Requirement -
Lines from the records below that contain the word "shoe" are to be copied out.

Task inputs -
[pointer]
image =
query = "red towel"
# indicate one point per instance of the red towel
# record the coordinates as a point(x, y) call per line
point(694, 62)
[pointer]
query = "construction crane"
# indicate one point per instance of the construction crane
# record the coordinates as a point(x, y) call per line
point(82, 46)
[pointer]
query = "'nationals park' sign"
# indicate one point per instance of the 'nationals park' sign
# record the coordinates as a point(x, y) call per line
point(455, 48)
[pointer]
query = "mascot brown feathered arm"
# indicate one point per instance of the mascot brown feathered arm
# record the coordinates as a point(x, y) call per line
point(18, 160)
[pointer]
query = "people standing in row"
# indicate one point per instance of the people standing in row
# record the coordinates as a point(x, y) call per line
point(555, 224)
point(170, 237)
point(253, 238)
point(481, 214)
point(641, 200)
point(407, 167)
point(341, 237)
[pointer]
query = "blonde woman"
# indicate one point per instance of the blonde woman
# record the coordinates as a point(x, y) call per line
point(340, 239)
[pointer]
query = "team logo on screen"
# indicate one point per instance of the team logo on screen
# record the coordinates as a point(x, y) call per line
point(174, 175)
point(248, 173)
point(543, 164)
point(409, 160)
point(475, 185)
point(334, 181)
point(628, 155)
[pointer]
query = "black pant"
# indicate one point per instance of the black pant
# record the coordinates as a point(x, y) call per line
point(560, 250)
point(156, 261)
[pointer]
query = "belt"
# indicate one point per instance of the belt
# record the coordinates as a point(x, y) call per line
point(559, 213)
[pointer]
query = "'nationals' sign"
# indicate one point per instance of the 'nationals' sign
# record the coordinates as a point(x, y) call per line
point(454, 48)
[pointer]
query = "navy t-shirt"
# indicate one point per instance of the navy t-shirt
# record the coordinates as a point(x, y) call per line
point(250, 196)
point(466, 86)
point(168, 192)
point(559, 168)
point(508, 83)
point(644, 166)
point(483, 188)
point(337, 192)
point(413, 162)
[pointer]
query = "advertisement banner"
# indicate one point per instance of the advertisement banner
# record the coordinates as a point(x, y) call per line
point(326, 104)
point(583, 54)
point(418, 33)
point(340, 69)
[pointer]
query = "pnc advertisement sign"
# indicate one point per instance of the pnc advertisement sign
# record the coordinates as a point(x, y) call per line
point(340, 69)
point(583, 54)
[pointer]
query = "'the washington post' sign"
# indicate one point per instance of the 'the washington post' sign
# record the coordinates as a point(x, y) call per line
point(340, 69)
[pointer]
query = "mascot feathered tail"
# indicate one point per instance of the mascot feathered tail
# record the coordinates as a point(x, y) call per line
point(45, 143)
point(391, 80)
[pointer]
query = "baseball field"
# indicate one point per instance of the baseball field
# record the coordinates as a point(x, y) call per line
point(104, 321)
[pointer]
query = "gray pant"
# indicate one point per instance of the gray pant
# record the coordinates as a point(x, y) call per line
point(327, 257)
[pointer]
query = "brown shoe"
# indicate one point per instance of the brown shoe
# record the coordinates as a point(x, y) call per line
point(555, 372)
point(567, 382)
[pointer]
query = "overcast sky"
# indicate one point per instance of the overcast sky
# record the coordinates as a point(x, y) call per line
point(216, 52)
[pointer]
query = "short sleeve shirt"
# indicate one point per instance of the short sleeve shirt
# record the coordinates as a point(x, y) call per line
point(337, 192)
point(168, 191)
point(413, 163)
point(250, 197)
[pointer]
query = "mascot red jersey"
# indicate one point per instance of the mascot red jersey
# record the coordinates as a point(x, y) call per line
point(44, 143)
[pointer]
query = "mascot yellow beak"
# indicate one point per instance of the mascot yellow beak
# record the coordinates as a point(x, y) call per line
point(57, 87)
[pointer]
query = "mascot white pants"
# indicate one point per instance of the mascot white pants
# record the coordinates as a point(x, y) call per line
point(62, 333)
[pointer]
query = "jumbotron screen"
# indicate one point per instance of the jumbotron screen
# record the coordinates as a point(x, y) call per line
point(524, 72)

Response for this exercise -
query = "brown shoe"
# indicate one point per instance of the brown shoe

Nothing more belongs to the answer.